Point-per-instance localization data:
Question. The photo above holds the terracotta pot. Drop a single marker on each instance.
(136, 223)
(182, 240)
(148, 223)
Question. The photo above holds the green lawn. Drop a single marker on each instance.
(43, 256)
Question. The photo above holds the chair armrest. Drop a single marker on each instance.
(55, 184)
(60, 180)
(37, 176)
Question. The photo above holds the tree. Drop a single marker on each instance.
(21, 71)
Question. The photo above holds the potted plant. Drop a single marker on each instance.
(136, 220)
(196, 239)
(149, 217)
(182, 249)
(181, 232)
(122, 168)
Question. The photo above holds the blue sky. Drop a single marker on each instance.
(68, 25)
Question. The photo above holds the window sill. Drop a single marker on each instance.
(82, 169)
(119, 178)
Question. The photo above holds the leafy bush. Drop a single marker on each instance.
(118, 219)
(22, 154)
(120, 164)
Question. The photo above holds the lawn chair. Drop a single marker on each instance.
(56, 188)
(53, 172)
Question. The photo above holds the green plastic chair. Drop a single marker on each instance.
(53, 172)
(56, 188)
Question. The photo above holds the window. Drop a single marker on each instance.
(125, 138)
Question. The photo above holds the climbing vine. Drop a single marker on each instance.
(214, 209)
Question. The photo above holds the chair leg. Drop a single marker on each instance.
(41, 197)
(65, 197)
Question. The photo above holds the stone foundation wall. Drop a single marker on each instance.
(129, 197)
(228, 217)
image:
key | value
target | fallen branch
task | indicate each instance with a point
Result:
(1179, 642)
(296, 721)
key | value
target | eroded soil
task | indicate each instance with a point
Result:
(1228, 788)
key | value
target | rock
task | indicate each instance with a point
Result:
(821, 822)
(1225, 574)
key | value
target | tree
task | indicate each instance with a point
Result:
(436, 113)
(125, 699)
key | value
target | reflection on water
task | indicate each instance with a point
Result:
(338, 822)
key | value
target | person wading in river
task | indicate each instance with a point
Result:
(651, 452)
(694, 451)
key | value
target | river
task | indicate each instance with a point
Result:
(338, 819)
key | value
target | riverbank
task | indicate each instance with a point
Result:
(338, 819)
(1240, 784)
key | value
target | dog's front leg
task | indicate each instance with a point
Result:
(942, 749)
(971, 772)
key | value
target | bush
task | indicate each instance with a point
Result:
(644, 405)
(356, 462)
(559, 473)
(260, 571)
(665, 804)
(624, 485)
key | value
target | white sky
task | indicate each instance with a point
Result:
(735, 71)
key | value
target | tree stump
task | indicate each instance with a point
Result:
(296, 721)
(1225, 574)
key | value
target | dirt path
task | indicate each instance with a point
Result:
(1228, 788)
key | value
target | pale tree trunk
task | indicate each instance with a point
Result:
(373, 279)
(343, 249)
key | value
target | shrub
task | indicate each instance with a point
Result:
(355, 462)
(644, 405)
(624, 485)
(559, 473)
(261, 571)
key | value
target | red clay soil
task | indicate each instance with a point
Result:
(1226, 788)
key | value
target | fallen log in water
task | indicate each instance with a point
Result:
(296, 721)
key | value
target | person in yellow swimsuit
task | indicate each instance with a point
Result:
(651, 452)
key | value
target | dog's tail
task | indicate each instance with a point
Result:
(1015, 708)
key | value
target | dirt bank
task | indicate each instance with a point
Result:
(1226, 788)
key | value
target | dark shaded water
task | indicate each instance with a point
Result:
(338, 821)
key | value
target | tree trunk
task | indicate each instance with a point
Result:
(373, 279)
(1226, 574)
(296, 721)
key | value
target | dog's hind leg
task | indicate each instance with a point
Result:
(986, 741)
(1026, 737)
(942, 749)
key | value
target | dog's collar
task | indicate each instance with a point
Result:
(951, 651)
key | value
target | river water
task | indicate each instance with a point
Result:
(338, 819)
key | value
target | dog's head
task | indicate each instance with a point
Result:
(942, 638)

**Work task:**
For this task, write out exactly the lines of the entries above, starting at the line with "Question. The photo above holds the window." and ending at the line with "target | person in yellow swimsuit", both included, and no others.

**Task result:**
Question. The photo above holds the window. Drop a single marker on each instance.
(125, 138)
Question. The photo above holds the climbing vine. Drop a single marker on each instance.
(214, 209)
Question. The photo above holds the chair leg. Drop a single marker on each instance.
(41, 197)
(65, 197)
Question. The photo above holds the stone foundation wall. Drop a single marker on each instance.
(129, 197)
(228, 217)
image:
key | value
target | fallen branch
task | indicate each instance with a point
Result:
(1179, 642)
(296, 721)
key | value
target | eroded soil
task | indicate each instance with a point
Result:
(1228, 788)
key | value
target | rock
task | indicate each instance with a point
Result:
(821, 822)
(1225, 574)
key | value
target | tree
task | indicate each instance with a point
Result:
(436, 113)
(125, 699)
key | value
target | reflection on water
task | indicate each instance with a point
Result:
(338, 822)
key | value
target | person wading in river
task | indicate each instance with a point
Result:
(651, 452)
(694, 451)
key | value
target | river
task | indicate each instance with a point
Result:
(338, 819)
key | value
target | riverbank
task | indicate each instance with a point
Result:
(338, 819)
(1240, 784)
key | value
target | dog's front leg
task | indicate each instance with a point
Result:
(942, 749)
(971, 772)
key | value
target | bush
task | indicate each instance with a point
Result:
(644, 405)
(356, 462)
(559, 473)
(260, 571)
(665, 804)
(624, 485)
key | value
target | white sky
task | indicate each instance with a point
Result:
(735, 71)
key | value
target | tree stump
task | indicate each instance with a point
Result:
(296, 721)
(1225, 574)
key | value
target | dirt path
task | indicate each instance with a point
Result:
(1228, 788)
key | value
target | pale tree trunk
task | indicate each instance with a point
Result:
(373, 279)
(343, 249)
key | value
target | shrub
task | indicate each instance with a point
Result:
(355, 462)
(644, 405)
(624, 485)
(559, 473)
(261, 571)
key | value
target | red clay soil
task | indicate each instance with a point
Result:
(1226, 788)
key | value
target | fallen log in water
task | indicate each instance with a point
Result:
(296, 721)
key | value
target | person in yellow swimsuit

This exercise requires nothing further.